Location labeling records
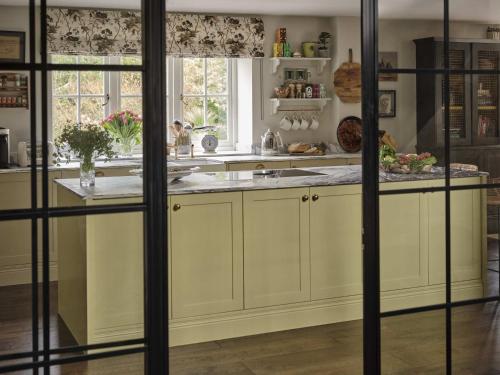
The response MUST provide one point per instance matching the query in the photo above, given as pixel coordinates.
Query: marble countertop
(131, 186)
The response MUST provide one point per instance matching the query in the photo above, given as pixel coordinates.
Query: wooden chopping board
(347, 81)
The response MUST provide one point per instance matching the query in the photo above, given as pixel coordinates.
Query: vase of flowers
(126, 129)
(86, 142)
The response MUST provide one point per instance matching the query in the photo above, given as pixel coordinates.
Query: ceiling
(465, 10)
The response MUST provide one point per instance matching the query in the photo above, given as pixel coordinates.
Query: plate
(349, 134)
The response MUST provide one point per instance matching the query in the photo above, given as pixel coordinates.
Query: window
(199, 91)
(205, 94)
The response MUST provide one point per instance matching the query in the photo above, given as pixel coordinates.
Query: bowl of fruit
(391, 162)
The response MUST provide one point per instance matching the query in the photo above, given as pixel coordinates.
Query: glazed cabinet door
(276, 233)
(336, 256)
(403, 240)
(207, 253)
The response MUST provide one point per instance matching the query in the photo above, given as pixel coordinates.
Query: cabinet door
(403, 241)
(485, 91)
(336, 249)
(258, 165)
(318, 163)
(207, 253)
(276, 233)
(466, 239)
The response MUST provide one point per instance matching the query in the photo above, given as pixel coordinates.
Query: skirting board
(257, 321)
(22, 274)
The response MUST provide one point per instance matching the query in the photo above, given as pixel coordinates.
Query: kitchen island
(257, 253)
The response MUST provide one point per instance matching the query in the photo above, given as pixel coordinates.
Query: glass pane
(64, 83)
(92, 83)
(217, 76)
(133, 104)
(91, 110)
(131, 83)
(193, 111)
(193, 73)
(63, 111)
(217, 115)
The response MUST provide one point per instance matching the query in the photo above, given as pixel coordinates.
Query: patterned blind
(118, 32)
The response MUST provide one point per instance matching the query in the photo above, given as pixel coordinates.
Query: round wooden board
(347, 81)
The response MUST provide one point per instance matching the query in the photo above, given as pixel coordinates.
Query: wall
(16, 119)
(394, 35)
(299, 29)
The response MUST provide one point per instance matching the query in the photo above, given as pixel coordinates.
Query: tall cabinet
(474, 101)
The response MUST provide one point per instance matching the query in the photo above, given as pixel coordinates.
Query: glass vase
(87, 172)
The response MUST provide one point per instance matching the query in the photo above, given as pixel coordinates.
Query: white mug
(285, 123)
(314, 124)
(304, 124)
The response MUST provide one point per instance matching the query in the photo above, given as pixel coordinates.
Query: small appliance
(4, 148)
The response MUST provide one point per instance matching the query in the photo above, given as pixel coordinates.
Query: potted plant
(86, 142)
(126, 128)
(324, 42)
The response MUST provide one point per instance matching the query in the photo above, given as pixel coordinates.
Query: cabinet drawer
(317, 163)
(258, 165)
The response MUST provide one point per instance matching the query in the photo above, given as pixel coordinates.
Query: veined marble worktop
(131, 186)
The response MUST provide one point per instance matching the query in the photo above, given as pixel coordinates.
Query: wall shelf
(311, 104)
(320, 62)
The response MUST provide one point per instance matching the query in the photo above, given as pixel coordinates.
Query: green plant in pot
(126, 129)
(85, 142)
(324, 41)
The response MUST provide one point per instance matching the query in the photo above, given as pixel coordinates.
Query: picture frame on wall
(387, 103)
(388, 60)
(12, 46)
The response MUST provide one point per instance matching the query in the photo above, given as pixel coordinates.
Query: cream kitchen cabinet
(15, 247)
(231, 167)
(335, 231)
(276, 241)
(207, 253)
(467, 234)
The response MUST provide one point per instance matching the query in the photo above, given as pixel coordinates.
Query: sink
(277, 173)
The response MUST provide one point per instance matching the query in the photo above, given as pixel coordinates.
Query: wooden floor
(411, 344)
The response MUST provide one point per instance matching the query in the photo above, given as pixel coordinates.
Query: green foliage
(85, 141)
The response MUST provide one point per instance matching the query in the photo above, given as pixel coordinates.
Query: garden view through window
(201, 97)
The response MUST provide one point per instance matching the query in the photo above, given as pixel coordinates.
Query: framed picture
(388, 60)
(12, 46)
(387, 103)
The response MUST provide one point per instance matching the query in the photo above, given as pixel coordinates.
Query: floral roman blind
(118, 32)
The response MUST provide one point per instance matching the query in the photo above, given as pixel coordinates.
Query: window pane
(64, 83)
(193, 72)
(63, 111)
(93, 60)
(91, 110)
(63, 59)
(131, 83)
(193, 111)
(92, 83)
(217, 76)
(217, 115)
(133, 104)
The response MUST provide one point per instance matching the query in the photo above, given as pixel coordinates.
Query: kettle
(269, 146)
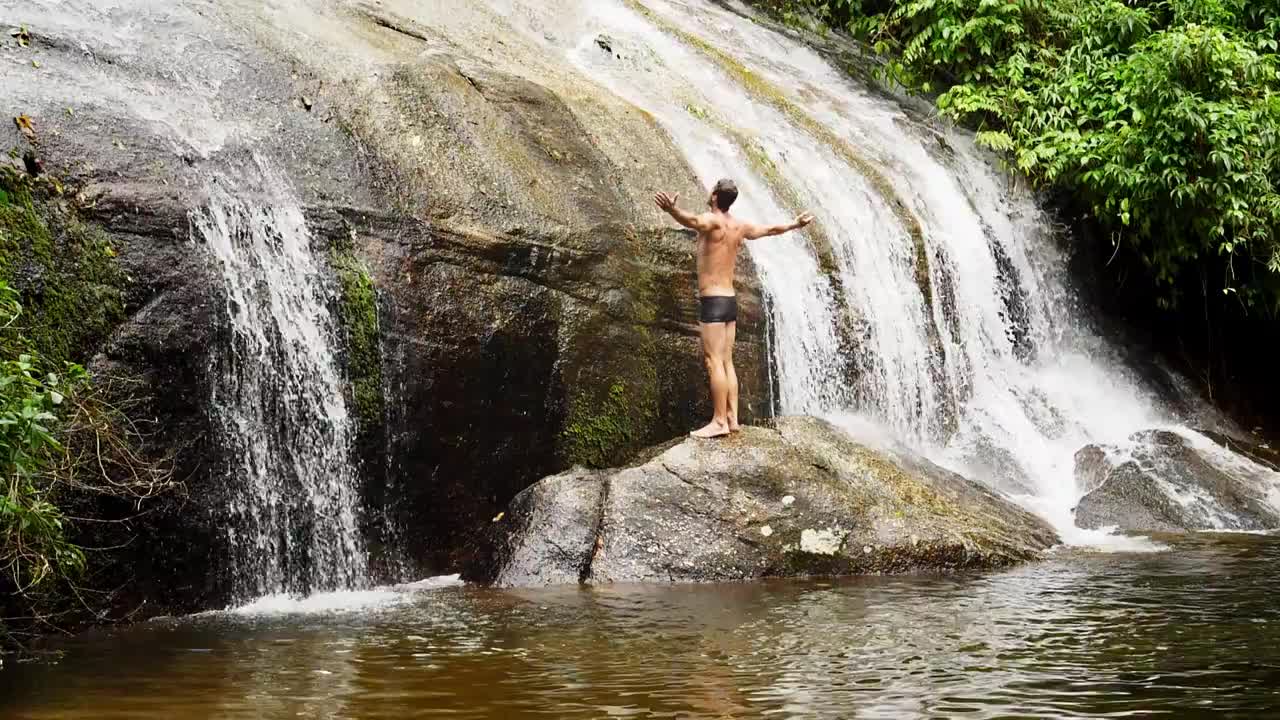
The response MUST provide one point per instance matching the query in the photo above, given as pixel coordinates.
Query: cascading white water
(993, 377)
(278, 393)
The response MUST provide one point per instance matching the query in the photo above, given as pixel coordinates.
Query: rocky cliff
(800, 499)
(513, 304)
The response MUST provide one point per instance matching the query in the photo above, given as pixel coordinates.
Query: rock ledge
(801, 499)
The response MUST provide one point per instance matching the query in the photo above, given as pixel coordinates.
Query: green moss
(357, 314)
(597, 436)
(64, 269)
(613, 383)
(767, 92)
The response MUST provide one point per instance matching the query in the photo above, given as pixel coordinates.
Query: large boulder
(531, 308)
(800, 499)
(1161, 481)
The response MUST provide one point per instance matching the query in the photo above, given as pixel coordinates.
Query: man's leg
(713, 345)
(731, 374)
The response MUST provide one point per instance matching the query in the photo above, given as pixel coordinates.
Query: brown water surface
(1187, 633)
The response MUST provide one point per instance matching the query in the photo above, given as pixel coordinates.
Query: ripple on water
(1079, 636)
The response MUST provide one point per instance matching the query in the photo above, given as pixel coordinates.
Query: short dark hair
(725, 192)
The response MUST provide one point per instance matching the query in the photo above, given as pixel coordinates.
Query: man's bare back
(720, 236)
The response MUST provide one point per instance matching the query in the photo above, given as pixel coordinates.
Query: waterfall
(931, 297)
(278, 393)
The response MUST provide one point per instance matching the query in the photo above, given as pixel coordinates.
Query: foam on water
(279, 393)
(343, 601)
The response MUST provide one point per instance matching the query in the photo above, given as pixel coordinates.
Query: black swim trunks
(718, 309)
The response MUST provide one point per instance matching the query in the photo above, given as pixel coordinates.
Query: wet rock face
(1165, 482)
(801, 499)
(535, 309)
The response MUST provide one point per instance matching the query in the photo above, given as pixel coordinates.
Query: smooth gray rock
(801, 499)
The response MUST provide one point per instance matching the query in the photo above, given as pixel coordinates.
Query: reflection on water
(1182, 633)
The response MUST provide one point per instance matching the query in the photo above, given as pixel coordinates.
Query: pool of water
(1189, 632)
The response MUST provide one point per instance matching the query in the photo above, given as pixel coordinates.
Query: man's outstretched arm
(667, 203)
(755, 232)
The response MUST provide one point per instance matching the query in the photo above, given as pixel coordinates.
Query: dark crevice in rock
(598, 531)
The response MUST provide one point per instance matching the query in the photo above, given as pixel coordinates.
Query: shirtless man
(720, 236)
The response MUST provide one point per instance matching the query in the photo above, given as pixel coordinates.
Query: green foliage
(33, 543)
(357, 313)
(595, 436)
(1160, 115)
(64, 269)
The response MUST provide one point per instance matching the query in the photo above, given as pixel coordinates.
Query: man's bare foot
(712, 429)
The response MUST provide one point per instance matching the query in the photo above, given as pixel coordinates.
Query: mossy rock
(804, 499)
(64, 270)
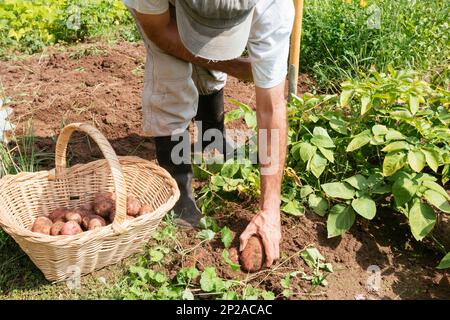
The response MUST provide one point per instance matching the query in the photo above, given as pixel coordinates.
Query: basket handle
(111, 158)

*Problem to work on*: Will you set down the records word for word while leaving out every picture?

*Result*:
The response MUST provide one point per instance matching the query in the photo above, given as pixel coordinates.
Query: marble countertop
(131, 186)
The response MUST provide one point per instance matching the query in the photo above, given as pixel coordinates.
Query: wooden chopping board
(347, 81)
The response MUST provide one point per instance matching the query in the photo above, given as pixel coordinates.
Query: vase of flowers
(126, 129)
(86, 142)
The response MUST provide one point per instance matching the query in the photo above, given as pixel coordinates.
Query: ceiling
(465, 10)
The response MUST provide one point per instance matching the query in the photo above, given as pixel coordinates.
Query: plate
(349, 134)
The response MUST provide one point per instance matching the query in the photo above, given as pixel coordinates.
Query: window
(199, 91)
(205, 94)
The response MUST provide one point per instance matching the query in the photo above, given as pixel coordinates.
Query: bowl of fruit
(391, 162)
The response MUST provide one point per instance matching the query in the photo above, given as pixel coordinates.
Query: glazed cabinet door
(276, 233)
(336, 256)
(403, 240)
(207, 253)
The response MUST provide one point per instance matching the query in the photo above, given as pixel coordinates.
Query: cabinet door
(403, 241)
(485, 91)
(336, 249)
(258, 165)
(318, 163)
(207, 253)
(276, 233)
(466, 239)
The response MUST provide one point per instance matching the query in the photo above, given as pixel coordinates.
Query: skirting board
(257, 321)
(22, 274)
The response MUST provide one point per instance matching the query in the photo above, given as pixel coordinates.
Query: kitchen island
(257, 253)
The response MUST provide one point per instance matching the query in the photo above, given as pixel coordinates.
Query: glass pane
(64, 83)
(92, 83)
(217, 76)
(133, 104)
(91, 110)
(131, 83)
(193, 111)
(193, 73)
(63, 111)
(217, 115)
The response MUST provide one point per instance matching the query in the photo above, given as pixel coordinates.
Query: patterned blind
(118, 32)
The response MUST provide one point per instance matching the query in the photo above, given as pixel coordinates.
Query: round wooden board
(347, 81)
The response MUST provide one point per instance matching the query in the photo above, given as pixel coordinates.
Query: wall
(16, 119)
(394, 35)
(299, 29)
The response MUST provide one point per instance matching the query in the photo above, given as pixel coordinates.
Query: tall cabinet
(474, 101)
The response MUST provide one point per instance matching the query in the photo above, given as pixel coordinates.
Query: glass vase
(87, 172)
The response MUST provide one point per instance matching the query in the photo above, given as pixel coordinates.
Query: white mug
(285, 123)
(314, 124)
(304, 124)
The response MUST provide one point per instance matching the query in the photo above, given as pixel coordinates.
Query: small appliance
(4, 148)
The response MUST provide one point per instance matching the query in the photo above, given as pixel coordinates.
Query: potted plant
(86, 142)
(126, 128)
(324, 42)
The response MUST provide one point per instance matching the query in the photo above, given as pixel coordinates.
Query: cabinet drawer
(317, 163)
(258, 165)
The response MUST provide one point per instance matching the query in the photo above, given as pixel coordinates.
Query: veined marble worktop
(131, 186)
The response MUST provide one point per instance matching the query in the photo above, given as pixel coordinates.
Query: wall shelf
(311, 104)
(320, 62)
The response MUST provide one point per instance matching the query in the photo above, given as pixel coordinates.
Query: green plant in pot
(126, 129)
(85, 142)
(324, 41)
The response MUST provide one point per instance matching the query in the photo above, given as pixel coordinates.
Query: picture frame on wall
(387, 103)
(388, 60)
(12, 46)
The response MUST provide one point per instance matching the query in the photo above, given as pixel coordinates.
Query: cream kitchen cabinet
(15, 247)
(231, 167)
(335, 231)
(276, 241)
(207, 253)
(467, 234)
The response MUST provide one point per instance matching the query in the photo above, given as pixel coordinates.
Query: sink
(277, 173)
The response MUST provide one point per instance matching the query in the photo above, given as pixel coordinates.
Query: wooden floor
(411, 344)
The response MUST provide one point per instance matching the query in the photo above, given as pixel coordinates.
Query: green foliage
(85, 141)
The response MUST provide one point per instance matching the query in the photo above, given as pixel coordinates.
Query: garden view through window
(201, 97)
The response MUST provide one point per instance matching the query in the photo above, given as pixel coordinates.
Query: framed picture
(388, 60)
(12, 46)
(387, 103)
The response MUST provide one point per instance matching the query in the photo above, given as pixel coordinates.
Query: floral roman blind
(118, 32)
The response MUST provide one point per instance matching the query in the photo above, given as pixel coordinates.
Query: window pane
(64, 83)
(193, 72)
(63, 111)
(93, 60)
(91, 110)
(63, 59)
(131, 83)
(193, 111)
(92, 83)
(217, 76)
(217, 115)
(133, 104)
The response MUST provide one point per instance matching the query in the photo above, given as pixel coordinates.
Query: kettle
(269, 146)
The response MUST provide one point per instance matching the query in the photo above, given as pixel coordinates.
Query: cascading white water
(993, 377)
(278, 393)
The response MUST provide one point per instance matching the query in the photo above, given as pixel coordinates.
Query: rocky cliff
(800, 499)
(513, 304)
The response MUST provide one point per instance matching the query in the photo above, given as pixel coordinates.
Query: rock ledge
(801, 499)
The response MUST provide one point per instance matching the query in the photo above, given as pixel coordinates.
Query: green moss
(357, 314)
(597, 436)
(64, 269)
(613, 383)
(767, 92)
The response MUST provide one point per instance matching the query in the photo above, given as pixel coordinates.
Query: large boulder
(531, 308)
(800, 499)
(1161, 481)
The response MUST provide one point per instance matching the query in the photo above, given as pixel coordinates.
Query: man's leg
(713, 345)
(731, 374)
The response MUST provide one point per instance matching the query in the photo above, given as pixel coordinates.
Query: brown water surface
(1187, 633)
The response MUST provide one point per instance matching the query in the photo above, given as pixel coordinates.
Query: ripple on water
(1079, 636)
The response MUST provide one point per instance matching the query in the photo above, given as pixel coordinates.
Query: short dark hair
(725, 192)
The response MUST provide one point per instance matching the query in the photo above, given as pixel coordinates.
Query: man's bare back
(720, 236)
The response MUST provide one point per instance matching the query in the photo above, given as pixel coordinates.
Query: waterfall
(931, 297)
(278, 393)
The response MUST provide one point per instance matching the query in the photo above, given as pixel coordinates.
Query: foam on water
(279, 393)
(343, 601)
The response MUST provide one point per instance matching the query in the photo above, given as pixel coordinates.
Query: black swim trunks
(718, 309)
The response MUST provide one point per instance matching the query in the photo above, given as pixel coordinates.
Query: wet rock face
(1165, 482)
(801, 499)
(535, 309)
The response MUST provide one point per instance matching the query in the photo above, given as pixel coordinates.
Query: smooth gray rock
(801, 499)
The response MUST provide one point per instance matching the query in the photo above, given as pixel coordinates.
Query: reflection on water
(1182, 633)
The response MUST provide one point per instance matching the query in the photo above, given as pixel coordinates.
Query: pool of water
(1189, 632)
The response MUST provide one point per instance matching the query in the photo above, given as pixel coordinates.
Query: man's outstretched arm
(667, 203)
(755, 232)
The response MUST provide one point per instance matching the query in the photo above, given as pixel coordinates.
Query: dark crevice in rock
(598, 531)
The response MUST provide one point per instance matching the query in the photo above, given as pixel coordinates.
Query: shirtless man
(720, 236)
The response MUST provide one point per instance matching the query in the photo above, given as pixel coordinates.
Query: green foliage
(33, 543)
(357, 313)
(595, 436)
(1160, 115)
(64, 269)
The response MUST provide one point per instance matching the query in the photo above, given as pixel coordinates.
Query: man's bare foot
(712, 429)
The response MUST provide one point per instance matching the query in the photo above, given as pixel coordinates.
Query: mossy rock
(804, 499)
(64, 270)
The response MUST provide one point per instance matching the query in the photo above, given as pixel coordinates.
Query: basket handle
(111, 158)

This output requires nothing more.